### PASSAGE ###

Next-Generation Sequencing for Chromatin Biology
Uncovering the protein–DNA interactions involved in cell fate, development, and disease
in a time- and cell-specific manner is a fundamental goal of molecular biology. The
advent of the sequencing technologies has opened a new genomic era, uncovering the
information encoded in genomes, epigenomes, and transcriptomes (McPherson, 2014).
For example, the popular ChIP-based techniques ChIP-seq (Johnson et al., 2007; Robertson
et al., 2007) and ChIP-exo (Rhee and Pugh, 2011) are widely used to detect transcription
factor (TF)-binding sites using an antibody against a single protein of interest (Mahony
and Pugh, 2015). Alternative protocols assaying the chromatin landscape, such as those
based on digestion by DNase I enzyme (DNase-seq), micrococcal nuclease (MNase-seq),
and Tn5 transposase attack (ATAC-seq), enable the identification of DNA-binding protein
footprints of many TFs in a single experiment (Tsompana and Buck, 2014). Time-series
experiments might be required for the identification of those TFs cataloged as pioneer
factors, allowing their effects on chromatin to be investigated (Zaret and Carroll,
2011; Pajoro et al., 2014; Sherwood et al., 2014).

### DATASET EXTRACT ###

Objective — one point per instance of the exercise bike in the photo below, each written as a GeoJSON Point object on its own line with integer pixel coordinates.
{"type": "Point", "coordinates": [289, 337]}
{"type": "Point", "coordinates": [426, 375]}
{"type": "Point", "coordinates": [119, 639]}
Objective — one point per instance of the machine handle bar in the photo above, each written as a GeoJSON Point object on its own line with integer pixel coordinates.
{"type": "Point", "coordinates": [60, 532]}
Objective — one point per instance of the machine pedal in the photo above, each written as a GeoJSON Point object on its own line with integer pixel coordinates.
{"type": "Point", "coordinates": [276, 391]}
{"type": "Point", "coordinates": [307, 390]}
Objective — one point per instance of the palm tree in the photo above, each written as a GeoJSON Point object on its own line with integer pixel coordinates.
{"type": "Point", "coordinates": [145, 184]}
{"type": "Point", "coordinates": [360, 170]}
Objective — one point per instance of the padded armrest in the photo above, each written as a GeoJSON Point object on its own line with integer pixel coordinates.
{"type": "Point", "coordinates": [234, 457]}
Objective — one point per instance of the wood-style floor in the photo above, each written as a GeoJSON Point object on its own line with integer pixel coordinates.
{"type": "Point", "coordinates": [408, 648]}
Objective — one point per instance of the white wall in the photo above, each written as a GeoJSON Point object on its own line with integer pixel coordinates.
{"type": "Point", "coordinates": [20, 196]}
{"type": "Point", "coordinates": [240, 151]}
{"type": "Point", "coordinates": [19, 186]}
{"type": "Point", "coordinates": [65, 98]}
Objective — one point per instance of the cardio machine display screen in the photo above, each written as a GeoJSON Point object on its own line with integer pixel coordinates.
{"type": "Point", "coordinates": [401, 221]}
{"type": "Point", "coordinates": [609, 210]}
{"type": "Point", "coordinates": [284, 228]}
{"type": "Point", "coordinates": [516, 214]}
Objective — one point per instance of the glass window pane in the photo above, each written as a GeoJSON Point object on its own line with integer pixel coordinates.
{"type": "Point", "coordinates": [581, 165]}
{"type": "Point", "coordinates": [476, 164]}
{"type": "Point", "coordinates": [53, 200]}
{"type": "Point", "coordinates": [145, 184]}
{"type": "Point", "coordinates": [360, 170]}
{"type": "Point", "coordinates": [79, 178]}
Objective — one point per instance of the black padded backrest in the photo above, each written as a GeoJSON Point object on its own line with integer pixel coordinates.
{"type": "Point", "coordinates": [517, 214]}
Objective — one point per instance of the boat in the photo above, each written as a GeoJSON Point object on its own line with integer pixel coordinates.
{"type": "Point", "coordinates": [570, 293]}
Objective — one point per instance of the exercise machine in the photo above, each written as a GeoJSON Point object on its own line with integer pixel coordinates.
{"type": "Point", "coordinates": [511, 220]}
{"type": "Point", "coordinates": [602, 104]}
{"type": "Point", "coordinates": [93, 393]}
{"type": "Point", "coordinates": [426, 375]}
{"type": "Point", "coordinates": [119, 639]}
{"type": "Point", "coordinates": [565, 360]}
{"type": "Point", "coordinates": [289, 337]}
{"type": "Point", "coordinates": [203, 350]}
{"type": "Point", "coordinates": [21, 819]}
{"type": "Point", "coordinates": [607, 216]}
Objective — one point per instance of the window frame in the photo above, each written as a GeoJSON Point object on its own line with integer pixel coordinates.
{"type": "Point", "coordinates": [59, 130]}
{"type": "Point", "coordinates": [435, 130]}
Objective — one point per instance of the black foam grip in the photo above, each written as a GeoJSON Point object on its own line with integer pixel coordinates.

###

- [WHAT TO WORK ON]:
Copy out the entire passage on next-generation sequencing for chromatin biology from above, word for word.

- [RESULT OF THE EXERCISE]:
Next-Generation Sequencing for Chromatin Biology
Uncovering the protein–DNA interactions involved in cell fate, development, and disease
in a time- and cell-specific manner is a fundamental goal of molecular biology. The
advent of the sequencing technologies has opened a new genomic era, uncovering the
information encoded in genomes, epigenomes, and transcriptomes (McPherson, 2014).
For example, the popular ChIP-based techniques ChIP-seq (Johnson et al., 2007; Robertson
et al., 2007) and ChIP-exo (Rhee and Pugh, 2011) are widely used to detect transcription
factor (TF)-binding sites using an antibody against a single protein of interest (Mahony
and Pugh, 2015). Alternative protocols assaying the chromatin landscape, such as those
based on digestion by DNase I enzyme (DNase-seq), micrococcal nuclease (MNase-seq),
and Tn5 transposase attack (ATAC-seq), enable the identification of DNA-binding protein
footprints of many TFs in a single experiment (Tsompana and Buck, 2014). Time-series
experiments might be required for the identification of those TFs cataloged as pioneer
factors, allowing their effects on chromatin to be investigated (Zaret and Carroll,
2011; Pajoro et al., 2014; Sherwood et al., 2014).